What the exercise asks: In the article on virtual drug screening below, what score does a docking program give a molecule whose pieces don't fit the target?
(Beginning of Given text)
The machines are learning to develop new targeted drug therapies


From anti-cancer to antibiotic, high throughput screening is a powerful method of drug discovery. Researchers identify a target protein and test tens if not hundreds of thousands of chemicals for their ability to inhibit its function in the lab setting. Then, they whittle the chemical pool to a handful of “hits” that serve as chemical precursors to safe, effective drugs.

But these screens are cost-, time- and labor-intensive. What if there were a way to screen these molecules, or even more molecules, at a lower cost but just as accurately?

Enter the machines, and virtual screening.

“We are trying to use computational techniques to go from millions of compounds to a few potent hits, and do that faster, cheaper and better,” says Scott Wildman, a chemist with the University of Wisconsin Carbone Cancer Center’s Drug Development Core (DDC).

In this video, a docking program takes small molecules — the colored pieces — and tries to fit them into the target protein. The better the fit, the better the score. (source: UW DDC staff)

Dozens of “docking” programs have been developed where researchers input their target of choice. The program then virtually tries to fit, or dock, a molecule into the target, like a three-dimensional puzzle. If the program can dock it easily, the molecule scores high; if the pieces don’t fit, the molecule scores low. The researchers can then decide a cut-off score for presumed “hits” and “misses,” leaving a more manageable number to use in a real-life experiment to confirm the hits.
(End of Given text)
(Beginning of Given entries)
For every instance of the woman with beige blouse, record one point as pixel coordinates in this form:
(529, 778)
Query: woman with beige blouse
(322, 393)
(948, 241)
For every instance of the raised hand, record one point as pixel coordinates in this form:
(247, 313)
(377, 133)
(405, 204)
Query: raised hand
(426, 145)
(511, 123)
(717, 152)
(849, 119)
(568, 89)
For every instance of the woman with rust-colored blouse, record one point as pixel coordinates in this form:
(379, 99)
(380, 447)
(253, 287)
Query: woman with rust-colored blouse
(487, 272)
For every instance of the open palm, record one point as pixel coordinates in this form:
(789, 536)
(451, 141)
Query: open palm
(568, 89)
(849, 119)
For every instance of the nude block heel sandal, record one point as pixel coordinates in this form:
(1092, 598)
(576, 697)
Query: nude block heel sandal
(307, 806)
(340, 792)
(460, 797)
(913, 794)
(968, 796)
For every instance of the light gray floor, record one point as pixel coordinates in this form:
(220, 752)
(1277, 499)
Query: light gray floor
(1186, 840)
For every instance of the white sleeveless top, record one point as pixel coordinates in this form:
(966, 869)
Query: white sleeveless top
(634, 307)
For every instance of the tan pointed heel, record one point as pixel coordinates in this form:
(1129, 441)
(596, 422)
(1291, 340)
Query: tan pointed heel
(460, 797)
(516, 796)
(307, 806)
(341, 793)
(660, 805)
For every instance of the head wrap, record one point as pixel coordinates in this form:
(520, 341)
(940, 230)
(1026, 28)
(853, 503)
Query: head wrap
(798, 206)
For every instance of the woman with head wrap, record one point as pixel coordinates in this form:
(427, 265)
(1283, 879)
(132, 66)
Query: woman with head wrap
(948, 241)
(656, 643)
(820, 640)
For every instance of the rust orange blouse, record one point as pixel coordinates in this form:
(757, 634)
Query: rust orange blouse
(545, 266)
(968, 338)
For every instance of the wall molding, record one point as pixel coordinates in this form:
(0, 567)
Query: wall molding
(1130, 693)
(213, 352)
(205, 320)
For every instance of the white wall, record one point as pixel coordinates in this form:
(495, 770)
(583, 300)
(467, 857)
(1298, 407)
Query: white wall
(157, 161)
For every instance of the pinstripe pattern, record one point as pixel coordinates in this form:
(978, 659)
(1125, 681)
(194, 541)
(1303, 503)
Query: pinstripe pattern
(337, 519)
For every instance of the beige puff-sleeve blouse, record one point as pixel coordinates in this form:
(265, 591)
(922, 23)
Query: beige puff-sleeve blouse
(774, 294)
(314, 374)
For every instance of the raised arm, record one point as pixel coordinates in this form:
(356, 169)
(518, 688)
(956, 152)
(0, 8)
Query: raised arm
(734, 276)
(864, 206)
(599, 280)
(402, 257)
(End of Given entries)
Solution for this exercise: The molecule scores low.